§ **WHAT THIS TASK INVOLVES**:
Can you convert each line of all the rows below into a JSON list of strings, with one string per line and blank lines skipped? Leave the pictures out of your answer.
---------- DATA TO USE
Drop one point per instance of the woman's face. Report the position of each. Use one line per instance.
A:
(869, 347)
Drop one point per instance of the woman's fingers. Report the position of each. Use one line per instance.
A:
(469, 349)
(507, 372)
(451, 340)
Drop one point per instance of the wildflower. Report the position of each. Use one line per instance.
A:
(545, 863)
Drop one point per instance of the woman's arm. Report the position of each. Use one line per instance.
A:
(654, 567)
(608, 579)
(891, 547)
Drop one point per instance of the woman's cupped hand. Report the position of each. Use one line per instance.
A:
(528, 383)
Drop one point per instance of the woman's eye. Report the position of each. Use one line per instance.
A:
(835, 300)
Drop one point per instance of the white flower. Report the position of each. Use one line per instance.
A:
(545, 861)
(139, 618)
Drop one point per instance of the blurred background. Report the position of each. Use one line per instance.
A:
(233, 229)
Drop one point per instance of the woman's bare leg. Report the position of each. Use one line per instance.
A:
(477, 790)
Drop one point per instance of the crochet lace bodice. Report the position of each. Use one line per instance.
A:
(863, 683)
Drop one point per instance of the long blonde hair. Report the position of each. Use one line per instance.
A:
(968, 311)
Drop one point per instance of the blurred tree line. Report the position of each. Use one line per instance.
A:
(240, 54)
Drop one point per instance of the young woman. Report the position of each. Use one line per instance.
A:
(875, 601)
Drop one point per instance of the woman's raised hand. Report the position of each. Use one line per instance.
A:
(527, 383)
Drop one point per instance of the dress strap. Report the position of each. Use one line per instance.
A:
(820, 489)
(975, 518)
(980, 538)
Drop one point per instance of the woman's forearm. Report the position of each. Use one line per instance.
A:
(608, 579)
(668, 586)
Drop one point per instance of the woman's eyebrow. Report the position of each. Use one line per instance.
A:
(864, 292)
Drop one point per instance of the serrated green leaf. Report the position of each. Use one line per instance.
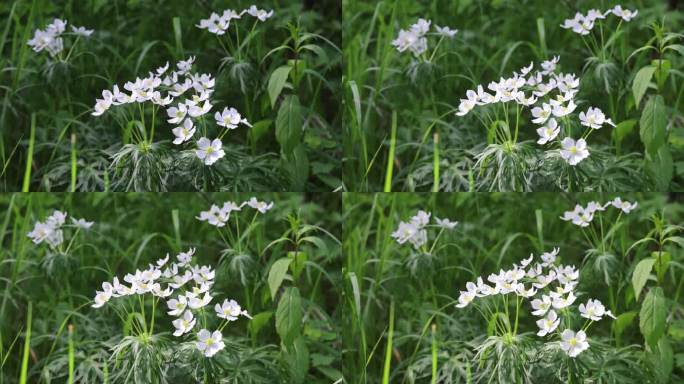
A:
(652, 124)
(276, 83)
(289, 124)
(640, 275)
(276, 275)
(640, 83)
(652, 317)
(289, 316)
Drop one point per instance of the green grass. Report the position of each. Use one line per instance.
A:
(379, 80)
(407, 298)
(49, 333)
(134, 38)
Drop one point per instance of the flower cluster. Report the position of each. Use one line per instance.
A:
(549, 287)
(219, 216)
(50, 39)
(190, 285)
(583, 24)
(191, 93)
(582, 216)
(550, 97)
(50, 231)
(414, 39)
(414, 231)
(219, 24)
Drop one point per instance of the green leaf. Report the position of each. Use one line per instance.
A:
(652, 317)
(661, 168)
(289, 316)
(259, 321)
(623, 129)
(277, 274)
(652, 124)
(640, 83)
(640, 275)
(298, 262)
(289, 124)
(276, 83)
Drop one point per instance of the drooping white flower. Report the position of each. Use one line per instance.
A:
(625, 206)
(548, 324)
(573, 343)
(260, 14)
(625, 14)
(548, 132)
(210, 343)
(184, 324)
(446, 223)
(82, 31)
(209, 151)
(446, 31)
(260, 206)
(184, 133)
(574, 151)
(593, 310)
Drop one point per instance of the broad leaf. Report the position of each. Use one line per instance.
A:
(277, 274)
(652, 125)
(289, 316)
(276, 83)
(652, 317)
(640, 83)
(289, 124)
(640, 275)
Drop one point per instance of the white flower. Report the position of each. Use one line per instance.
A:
(230, 118)
(594, 118)
(196, 302)
(210, 343)
(101, 297)
(184, 324)
(82, 223)
(185, 257)
(549, 258)
(593, 310)
(548, 132)
(445, 31)
(260, 14)
(574, 152)
(177, 114)
(465, 298)
(82, 31)
(446, 223)
(548, 324)
(230, 310)
(625, 206)
(578, 216)
(560, 302)
(574, 343)
(625, 14)
(541, 114)
(560, 110)
(541, 306)
(184, 133)
(209, 151)
(404, 232)
(260, 206)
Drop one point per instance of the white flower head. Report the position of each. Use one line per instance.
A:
(548, 324)
(210, 343)
(209, 151)
(184, 132)
(548, 132)
(184, 324)
(574, 151)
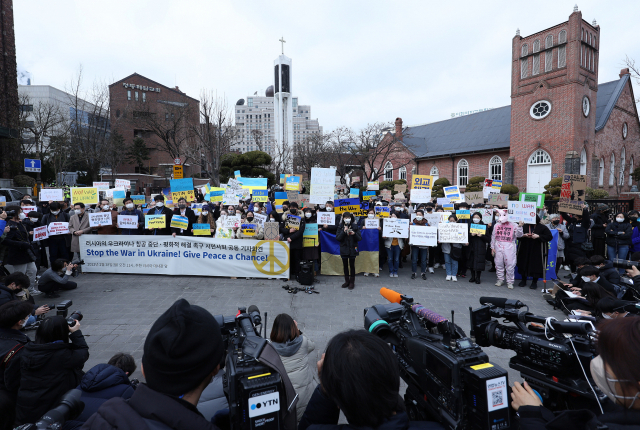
--------------------
§ **OUTPUT OF THE EXERCISE**:
[
  "Drop one point per instance of the woman's face. Report the position of each. Use one line per instance.",
  "A:",
  "(869, 347)",
  "Drop one point per instance of the woman's fingers. Report the position of each. Use one line per instance.",
  "A:",
  "(469, 349)",
  "(507, 372)",
  "(451, 340)",
  "Drop one point per instance of the wildflower. Report the position of each. Use one line per instance.",
  "A:",
  "(545, 863)",
  "Drop one point per instance of the woman's arm. Report the position of each. Use one line per instance.",
  "A:",
  "(654, 567)",
  "(608, 579)",
  "(891, 547)",
  "Drop one point per instance of the woman's cupped hand. Report the position of each. Use one line per instance.",
  "A:",
  "(528, 383)",
  "Drop one point per instance of the woman's eye. Report the position of each. Use one line per instance.",
  "A:",
  "(835, 300)",
  "Drop one point per instance of the white flower. Report the position of each. Use one line per instance.",
  "A:",
  "(545, 861)",
  "(139, 618)",
  "Drop one point per instance of the blurred background. Report the position of each. Use one line per instance.",
  "A:",
  "(233, 229)",
  "Drop one point per instance of the woman's bare leg. Report the position of each. Use one line per instance.",
  "A:",
  "(477, 790)",
  "Drop one point per instance of the crochet lace bodice. Report the position of each. Use one line per instance.",
  "A:",
  "(863, 683)",
  "Drop one point per instance of the long blonde hair. Report the position of each. Use one line per instance.",
  "A:",
  "(968, 311)",
  "Drop one point per instance of the blurred tree line. Report the position of each. Use one line per instance.",
  "A:",
  "(240, 54)",
  "Drop one point per instance of the young woman. Report the position of each. Use one line per instance.",
  "A:",
  "(875, 601)",
  "Drop one point per instance of the woman's raised hand. Report the position of each. Use one line per instance.",
  "A:",
  "(527, 383)",
  "Drop one point per instance of the dress strap. Report the position of each. Use one line per instance.",
  "A:",
  "(820, 489)",
  "(975, 518)",
  "(980, 538)",
  "Drop one point per instance of the woman's forearm. Report the position of each. Use one line per instance.",
  "A:",
  "(608, 579)",
  "(668, 586)",
  "Drop one point per instance of the woman's eyebrow. Report the position of each. Use one line per instance.",
  "A:",
  "(864, 292)",
  "Drop one point per instance of the serrated green leaf. Report the position of each. Use one line per instance.",
  "A:",
  "(652, 124)",
  "(276, 83)",
  "(289, 124)",
  "(640, 275)",
  "(276, 275)",
  "(640, 83)",
  "(652, 317)",
  "(289, 316)",
  "Drop one point per instance of the green grass. Report the position of each. Use one line per instance.",
  "A:",
  "(379, 80)",
  "(407, 298)",
  "(49, 333)",
  "(134, 38)",
  "Drop one point per instance of the flower cluster. Report the position of each. Use one line per instance.",
  "A:",
  "(549, 287)",
  "(219, 216)",
  "(50, 39)",
  "(190, 285)",
  "(583, 24)",
  "(191, 93)",
  "(582, 216)",
  "(550, 97)",
  "(50, 231)",
  "(414, 39)",
  "(414, 231)",
  "(219, 24)",
  "Drop one point per instance of the green leaf. Report the position of each. Use one line per instance.",
  "A:",
  "(652, 317)",
  "(661, 168)",
  "(289, 316)",
  "(259, 321)",
  "(623, 129)",
  "(277, 274)",
  "(652, 124)",
  "(640, 83)",
  "(640, 275)",
  "(298, 262)",
  "(289, 124)",
  "(276, 83)",
  "Drop one point per instance of the drooping white flower. Report the position of each. Use one line per instance.",
  "A:",
  "(625, 206)",
  "(548, 324)",
  "(573, 343)",
  "(260, 14)",
  "(625, 14)",
  "(548, 132)",
  "(210, 343)",
  "(184, 324)",
  "(446, 223)",
  "(82, 31)",
  "(209, 151)",
  "(446, 31)",
  "(260, 206)",
  "(184, 133)",
  "(574, 151)",
  "(593, 310)",
  "Drop one point per instance of the broad leaf. Report the position of each. Use one line per instance.",
  "A:",
  "(277, 274)",
  "(652, 125)",
  "(289, 316)",
  "(276, 83)",
  "(652, 317)",
  "(640, 83)",
  "(289, 124)",
  "(640, 275)",
  "Drop one point per instance of the white flower. Report the position of each. Use one line per instance.",
  "A:",
  "(230, 118)",
  "(594, 118)",
  "(196, 302)",
  "(210, 343)",
  "(101, 297)",
  "(184, 324)",
  "(82, 223)",
  "(185, 257)",
  "(549, 258)",
  "(593, 310)",
  "(548, 132)",
  "(445, 31)",
  "(260, 14)",
  "(574, 152)",
  "(177, 114)",
  "(465, 298)",
  "(82, 31)",
  "(446, 223)",
  "(548, 324)",
  "(230, 310)",
  "(625, 206)",
  "(578, 216)",
  "(560, 302)",
  "(574, 343)",
  "(625, 14)",
  "(541, 114)",
  "(560, 110)",
  "(541, 306)",
  "(184, 133)",
  "(209, 151)",
  "(404, 232)",
  "(260, 206)",
  "Drop one point per instance of the white flower head. Report the position of each. Use one line per instance.",
  "A:",
  "(548, 324)",
  "(210, 343)",
  "(209, 151)",
  "(184, 132)",
  "(548, 132)",
  "(184, 324)",
  "(574, 151)"
]